BEGIN Raw records

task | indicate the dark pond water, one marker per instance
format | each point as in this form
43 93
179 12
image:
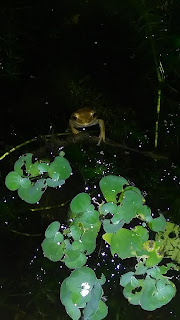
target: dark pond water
57 57
29 282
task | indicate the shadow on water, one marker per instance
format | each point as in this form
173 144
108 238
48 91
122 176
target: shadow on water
29 282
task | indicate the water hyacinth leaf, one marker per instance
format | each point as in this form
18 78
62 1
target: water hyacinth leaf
125 243
102 280
78 278
170 241
132 295
108 207
101 312
158 224
165 292
152 297
58 238
80 203
75 232
21 162
111 186
142 232
43 167
127 210
140 268
153 252
30 195
135 189
91 217
93 304
61 166
110 227
13 181
126 278
25 183
33 170
72 310
71 254
53 251
28 160
89 245
144 213
55 176
54 183
52 229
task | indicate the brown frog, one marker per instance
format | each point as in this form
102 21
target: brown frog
86 117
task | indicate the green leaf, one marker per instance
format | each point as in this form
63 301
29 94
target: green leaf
54 183
101 312
13 181
108 207
126 278
52 250
110 227
30 195
127 210
78 280
25 183
80 203
52 229
61 166
125 243
158 224
111 186
93 304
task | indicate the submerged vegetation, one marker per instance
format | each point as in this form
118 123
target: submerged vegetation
147 285
114 255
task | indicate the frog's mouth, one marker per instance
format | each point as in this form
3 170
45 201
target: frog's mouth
81 123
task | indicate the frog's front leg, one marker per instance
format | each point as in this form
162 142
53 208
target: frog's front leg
71 124
102 130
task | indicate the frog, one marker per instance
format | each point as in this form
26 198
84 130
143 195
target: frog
86 117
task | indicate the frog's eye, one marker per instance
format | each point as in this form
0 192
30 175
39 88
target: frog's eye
94 114
74 117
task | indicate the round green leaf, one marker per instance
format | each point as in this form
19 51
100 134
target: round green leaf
111 186
52 229
25 183
61 166
13 181
78 279
53 251
80 203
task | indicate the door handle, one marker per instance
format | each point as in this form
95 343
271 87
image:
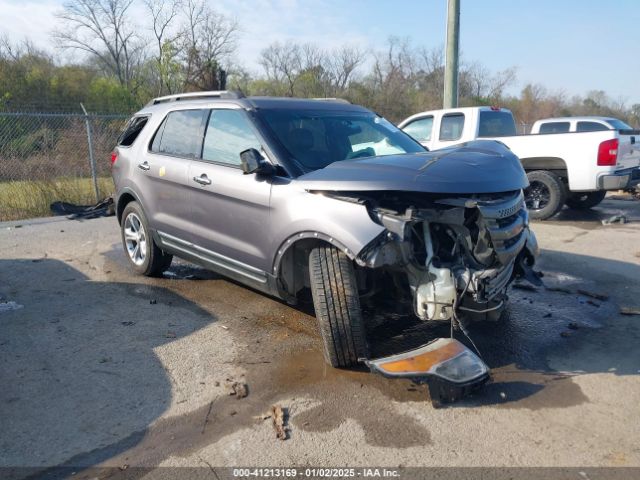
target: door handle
202 180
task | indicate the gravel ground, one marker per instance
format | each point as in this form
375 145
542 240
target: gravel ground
102 368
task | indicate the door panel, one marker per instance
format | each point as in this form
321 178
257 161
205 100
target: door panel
166 168
167 200
231 214
230 210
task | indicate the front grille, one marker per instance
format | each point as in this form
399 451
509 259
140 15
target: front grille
506 221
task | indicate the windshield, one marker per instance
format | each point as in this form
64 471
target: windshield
496 124
618 124
316 139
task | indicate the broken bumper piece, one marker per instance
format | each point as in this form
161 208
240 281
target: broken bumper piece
450 369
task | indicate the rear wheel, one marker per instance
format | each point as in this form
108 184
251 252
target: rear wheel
585 200
337 305
545 195
145 257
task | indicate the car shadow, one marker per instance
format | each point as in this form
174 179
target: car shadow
81 378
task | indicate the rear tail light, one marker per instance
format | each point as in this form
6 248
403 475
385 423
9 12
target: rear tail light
608 153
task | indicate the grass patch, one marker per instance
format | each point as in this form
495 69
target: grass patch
28 199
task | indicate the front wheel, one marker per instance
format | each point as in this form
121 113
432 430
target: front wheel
585 200
337 305
145 257
545 195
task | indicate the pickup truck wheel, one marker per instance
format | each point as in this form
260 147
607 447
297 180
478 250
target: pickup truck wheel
145 257
337 305
545 195
585 200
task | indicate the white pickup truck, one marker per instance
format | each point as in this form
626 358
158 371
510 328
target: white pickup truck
572 160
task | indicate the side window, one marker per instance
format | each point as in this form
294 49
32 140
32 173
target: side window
420 129
554 127
131 131
228 133
590 127
180 134
451 126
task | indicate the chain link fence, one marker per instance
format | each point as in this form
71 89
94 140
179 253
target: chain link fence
47 157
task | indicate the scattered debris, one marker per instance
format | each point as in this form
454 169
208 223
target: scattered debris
559 289
630 310
104 208
278 417
206 417
524 286
8 306
597 296
239 389
615 219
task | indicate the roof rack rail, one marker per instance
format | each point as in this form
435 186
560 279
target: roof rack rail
197 95
332 99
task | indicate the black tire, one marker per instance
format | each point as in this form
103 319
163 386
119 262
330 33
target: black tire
546 194
337 306
152 261
585 200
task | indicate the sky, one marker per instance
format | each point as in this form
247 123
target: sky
569 46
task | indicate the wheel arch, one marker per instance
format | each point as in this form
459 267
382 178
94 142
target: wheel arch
126 196
290 267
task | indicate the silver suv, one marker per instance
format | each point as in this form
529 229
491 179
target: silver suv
287 194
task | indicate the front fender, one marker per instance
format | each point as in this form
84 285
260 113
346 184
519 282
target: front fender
302 215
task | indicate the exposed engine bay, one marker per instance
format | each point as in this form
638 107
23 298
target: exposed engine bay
455 253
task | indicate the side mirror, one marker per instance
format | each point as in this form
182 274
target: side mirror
253 162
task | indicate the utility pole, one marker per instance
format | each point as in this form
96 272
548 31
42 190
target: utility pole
451 61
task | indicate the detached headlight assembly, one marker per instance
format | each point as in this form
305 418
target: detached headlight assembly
449 368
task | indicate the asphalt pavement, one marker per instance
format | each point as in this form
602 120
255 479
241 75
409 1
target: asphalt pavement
101 368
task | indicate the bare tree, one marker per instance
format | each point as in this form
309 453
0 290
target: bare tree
343 63
208 40
282 64
102 28
16 51
163 16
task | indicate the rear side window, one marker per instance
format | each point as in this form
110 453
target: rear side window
228 133
496 124
451 126
180 134
131 131
590 127
420 129
554 127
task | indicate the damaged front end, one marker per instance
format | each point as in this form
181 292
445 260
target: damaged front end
456 253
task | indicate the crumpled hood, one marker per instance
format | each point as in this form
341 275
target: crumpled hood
482 166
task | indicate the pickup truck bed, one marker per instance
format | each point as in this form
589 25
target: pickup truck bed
572 160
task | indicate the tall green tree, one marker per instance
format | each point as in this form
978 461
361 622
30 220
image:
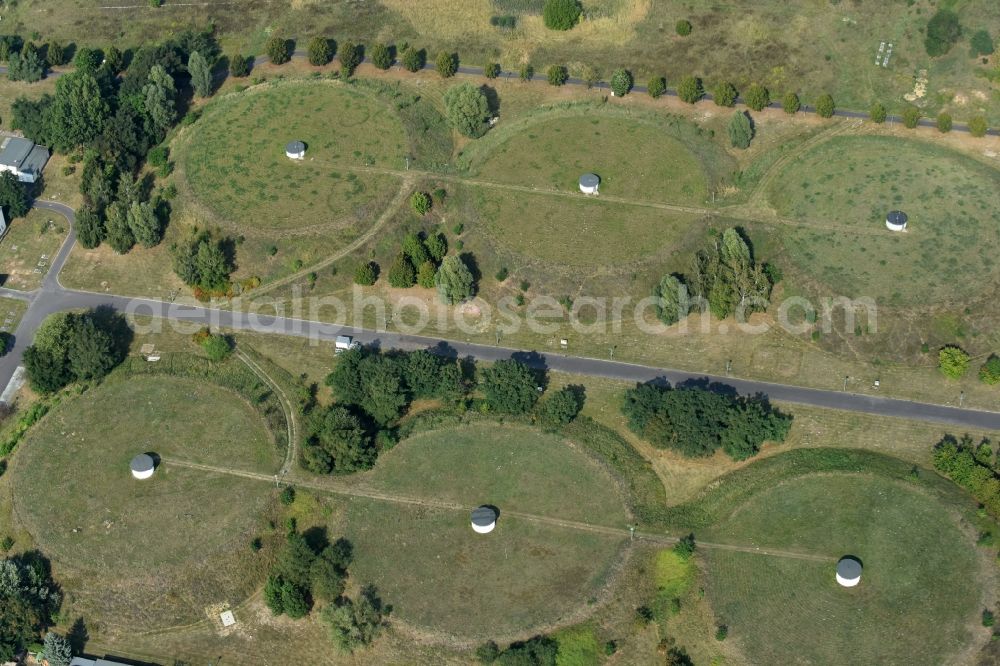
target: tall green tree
467 109
119 232
13 197
337 443
319 51
159 101
89 228
757 97
201 74
740 130
509 386
78 112
561 14
454 281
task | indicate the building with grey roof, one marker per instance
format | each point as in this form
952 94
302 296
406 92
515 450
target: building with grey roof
23 158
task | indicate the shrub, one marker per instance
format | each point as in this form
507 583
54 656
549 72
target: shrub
420 202
557 75
825 106
690 89
366 274
989 372
740 130
350 55
561 14
757 97
877 113
790 103
911 117
656 86
685 547
402 274
621 82
381 55
953 361
978 126
467 110
413 60
943 30
277 50
217 347
725 94
981 44
446 64
239 65
319 51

END Raw records

Pictures are to be left out; otherwise, copy exactly each line from the one containing "task | indicate the damaged" through the last line of the listing.

= Result for this exercise =
task | indicate the damaged front end, one marker per instance
format | each point as in this form
181 292
445 260
target: damaged front end
456 253
task | indicate the crumpled hood, one marker per instance
format | each point as in this form
341 275
target: crumpled hood
482 166
task | indicate the pickup truck bed, one marker per instance
format | each point as in this form
589 25
target: pickup truck bed
572 160
task | indicate the tall green tree, one marker per instance
format | each point as in this form
978 461
361 622
30 220
image:
target: tall green tree
467 109
119 232
13 197
337 443
319 51
159 101
89 228
757 97
201 74
740 130
509 386
78 112
561 14
454 281
task | indicate the building with grey roof, one marker per instance
format | each point as in this form
952 94
302 296
406 92
515 450
target: building with grey roof
23 158
task | indicate the shrub, one marker per instance
format | each point as in this form
507 583
54 656
549 72
target: shrub
420 202
557 75
825 106
690 89
366 274
989 372
740 130
350 55
561 14
757 97
877 113
790 103
911 117
656 86
685 547
402 274
621 82
381 55
953 361
978 126
467 110
413 60
943 30
277 50
217 347
725 94
981 44
446 64
239 65
319 51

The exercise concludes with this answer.